_TASK DIRECTIONS_.
From the ravb patch discussion, retype the passage that begins with the words "Yoshihiro Shimoda <yoshihiro.shimoda.uh@xxxxxxxxxxx>" and ends with "for your reply!", keeping every character as it appears.

RE: [PATCH/RFC] net: ethernet: ravb: Try to wake subqueue instead of stop on timeout

Yoshihiro Shimoda <yoshihiro.shimoda.uh@xxxxxxxxxxx> · Mon, 20 Jul 2020 01:48:33 +0000

Hello!

> From: Sergei Shtylyov, Sent: Monday, July 20, 2020 4:20 AM
> 
> Hello!
> 
>    Sorry about another late reply, was having h/w issues on the new work...

No problem! :) Thank you for your reply!

> On 07/06/2020 12:25 PM, Yoshihiro Shimoda wrote:
<snip>
> >>     Maybe we should just fix those blind assumptions?
> >
> > Maybe I should have described some facts instead of assumptions like below?
> > If so, I should modify the code too.
> >
> > After ravb_stop_dma() was called, the driver assumed any transfers were
> > stopped. However, the current ravb_tx_timeout_work() doesn't check whether
> > the ravb_stop_dma() is succeeded without any error or not. So, we should
> > fix it.
> 
>    Yes. Better a stuck TX queue (with a chance to recover) than kernel oops...

I got it.

_RECORDS SUPPLIED_.
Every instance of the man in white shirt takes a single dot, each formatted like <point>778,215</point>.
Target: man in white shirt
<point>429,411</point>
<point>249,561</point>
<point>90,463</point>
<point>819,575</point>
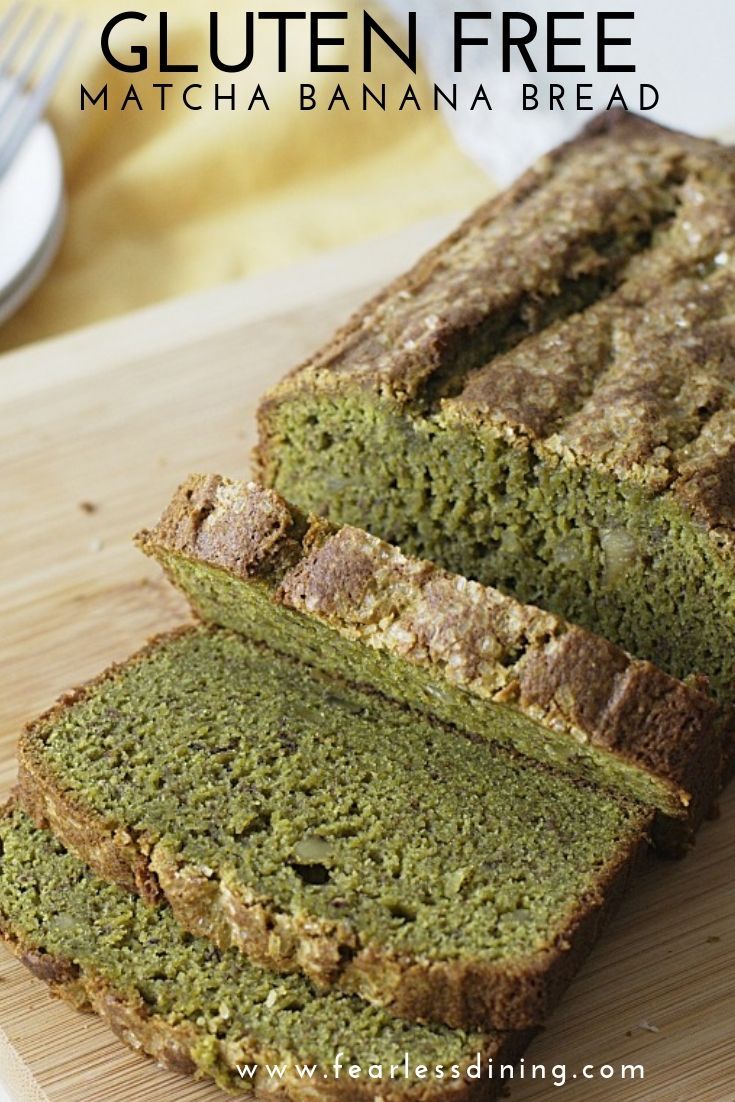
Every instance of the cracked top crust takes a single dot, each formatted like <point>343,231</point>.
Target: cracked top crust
<point>590,309</point>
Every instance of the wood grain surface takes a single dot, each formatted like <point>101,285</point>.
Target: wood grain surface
<point>96,431</point>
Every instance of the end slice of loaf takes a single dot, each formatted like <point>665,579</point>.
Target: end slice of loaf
<point>212,1014</point>
<point>324,829</point>
<point>353,605</point>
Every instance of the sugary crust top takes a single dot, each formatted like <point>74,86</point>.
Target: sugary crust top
<point>471,635</point>
<point>590,309</point>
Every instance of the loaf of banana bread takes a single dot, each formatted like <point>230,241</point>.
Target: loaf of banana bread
<point>546,402</point>
<point>322,828</point>
<point>349,604</point>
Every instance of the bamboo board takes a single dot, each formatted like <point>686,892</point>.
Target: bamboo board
<point>96,431</point>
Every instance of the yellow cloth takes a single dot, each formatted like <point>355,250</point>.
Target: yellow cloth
<point>162,203</point>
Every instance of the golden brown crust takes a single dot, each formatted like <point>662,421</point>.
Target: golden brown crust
<point>516,996</point>
<point>474,637</point>
<point>587,310</point>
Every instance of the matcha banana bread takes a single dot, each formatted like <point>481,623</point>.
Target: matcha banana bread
<point>213,1014</point>
<point>349,604</point>
<point>547,401</point>
<point>321,828</point>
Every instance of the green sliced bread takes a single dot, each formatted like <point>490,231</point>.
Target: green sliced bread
<point>349,604</point>
<point>213,1014</point>
<point>322,828</point>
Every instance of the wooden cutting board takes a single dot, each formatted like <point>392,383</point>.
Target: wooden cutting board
<point>96,431</point>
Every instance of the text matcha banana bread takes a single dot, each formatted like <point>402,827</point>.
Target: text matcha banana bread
<point>547,401</point>
<point>213,1014</point>
<point>322,828</point>
<point>346,602</point>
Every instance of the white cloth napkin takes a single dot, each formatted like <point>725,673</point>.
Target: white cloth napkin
<point>680,47</point>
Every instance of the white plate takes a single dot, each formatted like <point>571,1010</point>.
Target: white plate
<point>31,216</point>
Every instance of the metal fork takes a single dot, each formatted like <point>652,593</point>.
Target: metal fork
<point>26,35</point>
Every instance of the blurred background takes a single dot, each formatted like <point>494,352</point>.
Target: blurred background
<point>162,203</point>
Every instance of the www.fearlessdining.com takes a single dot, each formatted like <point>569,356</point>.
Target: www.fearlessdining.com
<point>343,1068</point>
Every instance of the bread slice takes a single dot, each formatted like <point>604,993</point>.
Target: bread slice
<point>546,402</point>
<point>322,828</point>
<point>349,604</point>
<point>212,1014</point>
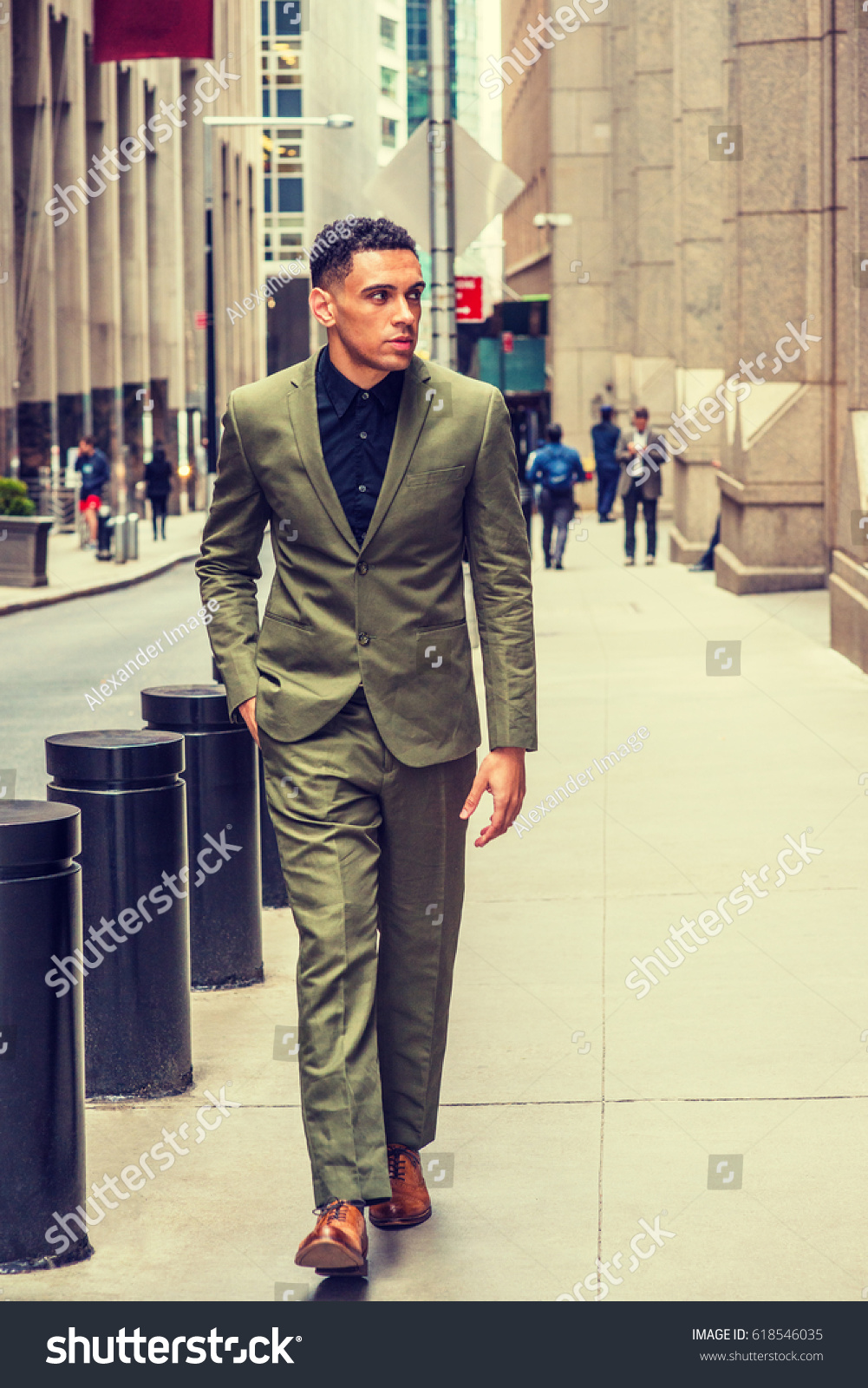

_FULL ANSWER_.
Yoshihiro Shimoda <yoshihiro.shimoda.uh@xxxxxxxxxxx> · Mon, 20 Jul 2020 01:48:33 +0000

Hello!

> From: Sergei Shtylyov, Sent: Monday, July 20, 2020 4:20 AM
> 
> Hello!
> 
>    Sorry about another late reply, was having h/w issues on the new work...

No problem! :) Thank you for your reply!